[Work to complete]
Lay out the part of the entries that opens with the line containing "plank in this image." and closes with the line containing "[0,162,336,194]", both lines included, as a Markdown table with the columns Row and Line. Number each line in the Row column and leave out blank lines.

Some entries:
%%

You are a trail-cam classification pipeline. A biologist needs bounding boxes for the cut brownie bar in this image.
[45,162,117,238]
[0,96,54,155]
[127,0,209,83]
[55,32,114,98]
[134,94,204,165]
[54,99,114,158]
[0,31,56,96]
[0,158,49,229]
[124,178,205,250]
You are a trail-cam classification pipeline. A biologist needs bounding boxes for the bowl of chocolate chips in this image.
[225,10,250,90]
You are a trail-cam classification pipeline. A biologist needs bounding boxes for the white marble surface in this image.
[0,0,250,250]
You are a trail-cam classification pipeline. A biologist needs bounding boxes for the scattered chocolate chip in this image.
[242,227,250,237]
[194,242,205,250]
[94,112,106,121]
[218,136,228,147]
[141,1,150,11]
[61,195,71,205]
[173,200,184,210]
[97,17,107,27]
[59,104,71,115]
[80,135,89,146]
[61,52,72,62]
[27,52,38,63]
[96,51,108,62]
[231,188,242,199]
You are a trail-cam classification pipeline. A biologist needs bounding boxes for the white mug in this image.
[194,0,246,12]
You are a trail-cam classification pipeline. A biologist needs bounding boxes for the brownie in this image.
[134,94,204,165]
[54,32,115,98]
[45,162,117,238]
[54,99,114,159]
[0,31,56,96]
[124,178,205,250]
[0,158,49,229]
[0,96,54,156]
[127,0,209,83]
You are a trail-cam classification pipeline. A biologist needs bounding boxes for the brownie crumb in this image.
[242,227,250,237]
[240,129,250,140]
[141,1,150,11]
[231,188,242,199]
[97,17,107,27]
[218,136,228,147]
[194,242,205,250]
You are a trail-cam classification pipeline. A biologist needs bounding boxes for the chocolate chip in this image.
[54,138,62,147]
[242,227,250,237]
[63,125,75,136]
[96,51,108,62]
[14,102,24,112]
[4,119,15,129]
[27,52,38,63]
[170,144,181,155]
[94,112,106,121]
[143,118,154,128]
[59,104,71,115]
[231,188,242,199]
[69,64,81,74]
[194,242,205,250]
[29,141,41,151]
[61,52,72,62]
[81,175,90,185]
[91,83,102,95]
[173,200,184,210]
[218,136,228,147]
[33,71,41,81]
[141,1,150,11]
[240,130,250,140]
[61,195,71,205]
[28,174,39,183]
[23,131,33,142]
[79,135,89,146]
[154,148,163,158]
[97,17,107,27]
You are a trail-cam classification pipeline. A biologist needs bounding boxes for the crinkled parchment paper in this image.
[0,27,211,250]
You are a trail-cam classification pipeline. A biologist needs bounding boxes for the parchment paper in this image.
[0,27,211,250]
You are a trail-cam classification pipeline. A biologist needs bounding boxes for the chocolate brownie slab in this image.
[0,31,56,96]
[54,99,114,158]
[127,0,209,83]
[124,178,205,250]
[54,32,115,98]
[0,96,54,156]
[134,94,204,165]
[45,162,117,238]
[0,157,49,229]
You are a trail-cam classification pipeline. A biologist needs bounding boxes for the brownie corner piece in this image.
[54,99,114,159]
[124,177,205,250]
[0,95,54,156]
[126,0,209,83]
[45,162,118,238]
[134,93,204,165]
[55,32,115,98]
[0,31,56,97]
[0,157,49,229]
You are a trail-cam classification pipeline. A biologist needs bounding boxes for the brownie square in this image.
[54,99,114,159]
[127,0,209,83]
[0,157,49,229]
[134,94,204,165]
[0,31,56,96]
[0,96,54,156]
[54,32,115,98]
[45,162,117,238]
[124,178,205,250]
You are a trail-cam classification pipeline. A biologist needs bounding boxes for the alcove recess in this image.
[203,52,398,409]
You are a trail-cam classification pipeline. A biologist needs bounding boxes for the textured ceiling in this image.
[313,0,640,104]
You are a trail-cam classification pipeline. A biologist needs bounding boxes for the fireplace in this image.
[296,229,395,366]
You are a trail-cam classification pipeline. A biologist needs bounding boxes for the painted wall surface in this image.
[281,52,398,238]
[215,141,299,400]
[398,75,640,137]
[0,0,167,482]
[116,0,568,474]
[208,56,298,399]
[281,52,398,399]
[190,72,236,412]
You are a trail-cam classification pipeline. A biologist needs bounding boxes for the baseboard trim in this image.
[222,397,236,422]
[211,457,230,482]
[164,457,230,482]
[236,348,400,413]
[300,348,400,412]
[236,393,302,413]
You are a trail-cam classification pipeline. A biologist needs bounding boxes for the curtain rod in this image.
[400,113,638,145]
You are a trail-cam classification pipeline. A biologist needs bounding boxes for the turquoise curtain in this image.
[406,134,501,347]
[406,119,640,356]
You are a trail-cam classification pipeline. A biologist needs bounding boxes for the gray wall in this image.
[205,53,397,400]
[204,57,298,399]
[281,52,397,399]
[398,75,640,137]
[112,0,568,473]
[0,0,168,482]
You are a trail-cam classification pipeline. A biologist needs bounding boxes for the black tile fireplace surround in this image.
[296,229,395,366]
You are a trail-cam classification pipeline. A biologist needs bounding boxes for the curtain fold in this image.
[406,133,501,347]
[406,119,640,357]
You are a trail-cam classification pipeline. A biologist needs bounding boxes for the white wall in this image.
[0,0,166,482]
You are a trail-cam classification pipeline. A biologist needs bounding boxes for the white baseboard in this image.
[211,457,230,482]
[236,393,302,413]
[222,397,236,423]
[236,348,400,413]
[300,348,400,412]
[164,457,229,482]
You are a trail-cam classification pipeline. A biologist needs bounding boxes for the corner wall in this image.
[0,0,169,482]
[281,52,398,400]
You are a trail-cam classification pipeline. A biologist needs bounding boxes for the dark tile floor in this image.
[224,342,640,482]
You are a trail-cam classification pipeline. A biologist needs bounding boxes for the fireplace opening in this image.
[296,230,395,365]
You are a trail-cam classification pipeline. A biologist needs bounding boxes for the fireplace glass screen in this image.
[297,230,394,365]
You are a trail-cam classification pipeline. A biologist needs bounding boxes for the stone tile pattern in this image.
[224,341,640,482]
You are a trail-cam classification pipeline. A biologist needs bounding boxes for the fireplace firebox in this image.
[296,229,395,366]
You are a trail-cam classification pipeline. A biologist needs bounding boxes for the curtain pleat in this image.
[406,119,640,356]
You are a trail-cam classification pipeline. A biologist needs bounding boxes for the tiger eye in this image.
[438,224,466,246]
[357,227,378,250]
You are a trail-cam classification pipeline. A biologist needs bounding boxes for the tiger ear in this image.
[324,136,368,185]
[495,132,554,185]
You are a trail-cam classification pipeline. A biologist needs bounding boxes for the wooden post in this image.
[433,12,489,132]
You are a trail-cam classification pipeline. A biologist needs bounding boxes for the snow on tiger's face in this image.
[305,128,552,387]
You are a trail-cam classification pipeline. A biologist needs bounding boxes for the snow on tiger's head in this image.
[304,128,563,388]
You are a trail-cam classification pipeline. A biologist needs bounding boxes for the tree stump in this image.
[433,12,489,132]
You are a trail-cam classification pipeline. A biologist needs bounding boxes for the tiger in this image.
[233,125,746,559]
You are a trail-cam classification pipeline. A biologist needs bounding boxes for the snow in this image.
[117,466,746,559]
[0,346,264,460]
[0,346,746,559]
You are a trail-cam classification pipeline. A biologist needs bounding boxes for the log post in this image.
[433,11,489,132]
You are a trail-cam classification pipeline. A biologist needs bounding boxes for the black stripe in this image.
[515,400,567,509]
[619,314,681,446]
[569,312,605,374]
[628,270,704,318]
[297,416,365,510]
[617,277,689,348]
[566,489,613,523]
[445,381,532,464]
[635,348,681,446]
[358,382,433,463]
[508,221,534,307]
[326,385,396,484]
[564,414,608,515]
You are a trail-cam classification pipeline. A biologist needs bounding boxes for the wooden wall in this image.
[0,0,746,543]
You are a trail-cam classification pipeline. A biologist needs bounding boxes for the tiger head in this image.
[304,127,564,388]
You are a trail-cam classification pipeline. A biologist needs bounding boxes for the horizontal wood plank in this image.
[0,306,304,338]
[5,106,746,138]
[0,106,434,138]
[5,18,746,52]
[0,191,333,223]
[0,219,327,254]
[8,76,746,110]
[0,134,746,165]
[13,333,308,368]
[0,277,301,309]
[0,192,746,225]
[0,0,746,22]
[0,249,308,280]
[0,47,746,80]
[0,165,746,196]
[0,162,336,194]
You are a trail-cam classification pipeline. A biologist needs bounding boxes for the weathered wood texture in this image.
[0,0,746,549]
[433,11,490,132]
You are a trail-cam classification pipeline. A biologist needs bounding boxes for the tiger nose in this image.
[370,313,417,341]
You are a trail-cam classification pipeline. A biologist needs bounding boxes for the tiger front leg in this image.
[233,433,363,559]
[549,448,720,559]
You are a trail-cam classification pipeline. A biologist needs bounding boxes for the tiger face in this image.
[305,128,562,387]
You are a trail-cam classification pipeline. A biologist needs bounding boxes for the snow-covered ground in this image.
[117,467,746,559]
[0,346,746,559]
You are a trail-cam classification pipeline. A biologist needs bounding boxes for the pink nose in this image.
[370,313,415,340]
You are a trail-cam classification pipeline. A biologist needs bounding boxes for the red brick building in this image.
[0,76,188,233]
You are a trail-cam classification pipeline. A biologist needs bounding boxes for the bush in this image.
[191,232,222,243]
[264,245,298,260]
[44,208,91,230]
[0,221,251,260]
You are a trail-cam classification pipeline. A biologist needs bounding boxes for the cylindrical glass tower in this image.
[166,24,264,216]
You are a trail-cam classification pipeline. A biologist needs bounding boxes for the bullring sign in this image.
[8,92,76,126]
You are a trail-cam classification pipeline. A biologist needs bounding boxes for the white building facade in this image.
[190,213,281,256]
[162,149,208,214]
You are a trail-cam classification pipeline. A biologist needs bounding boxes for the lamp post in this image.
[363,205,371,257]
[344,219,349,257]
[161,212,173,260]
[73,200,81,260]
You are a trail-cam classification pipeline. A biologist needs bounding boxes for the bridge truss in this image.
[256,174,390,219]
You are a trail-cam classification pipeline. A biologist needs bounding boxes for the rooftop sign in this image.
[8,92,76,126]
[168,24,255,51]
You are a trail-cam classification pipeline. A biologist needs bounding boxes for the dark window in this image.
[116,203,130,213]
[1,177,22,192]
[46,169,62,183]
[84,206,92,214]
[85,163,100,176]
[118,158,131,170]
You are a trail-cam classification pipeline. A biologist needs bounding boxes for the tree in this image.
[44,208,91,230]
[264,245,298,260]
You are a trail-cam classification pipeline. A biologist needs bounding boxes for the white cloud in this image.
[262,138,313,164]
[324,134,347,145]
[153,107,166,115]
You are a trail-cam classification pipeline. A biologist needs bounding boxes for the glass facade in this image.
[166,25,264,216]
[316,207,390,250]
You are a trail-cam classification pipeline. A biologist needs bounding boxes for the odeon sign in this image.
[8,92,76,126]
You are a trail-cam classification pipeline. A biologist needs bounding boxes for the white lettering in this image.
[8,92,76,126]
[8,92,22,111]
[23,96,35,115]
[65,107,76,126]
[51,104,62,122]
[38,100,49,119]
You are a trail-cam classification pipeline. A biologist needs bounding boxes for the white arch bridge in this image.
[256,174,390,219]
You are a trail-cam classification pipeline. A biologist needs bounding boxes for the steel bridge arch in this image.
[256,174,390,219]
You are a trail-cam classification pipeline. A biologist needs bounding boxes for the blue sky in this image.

%%

[Full response]
| Row | Line |
|---|---|
| 1 | You are a trail-cam classification pipeline. A biologist needs bounding boxes for the horizontal wood plank in this image. |
| 2 | [0,306,304,338] |
| 3 | [5,106,746,138] |
| 4 | [0,106,434,138] |
| 5 | [5,18,746,52] |
| 6 | [0,191,333,223] |
| 7 | [0,219,327,254] |
| 8 | [8,76,746,110] |
| 9 | [0,134,746,165] |
| 10 | [13,333,308,368] |
| 11 | [0,277,301,309] |
| 12 | [0,192,746,225] |
| 13 | [0,0,746,22] |
| 14 | [0,249,308,280] |
| 15 | [0,47,746,80] |
| 16 | [0,165,746,196] |
| 17 | [0,162,336,194] |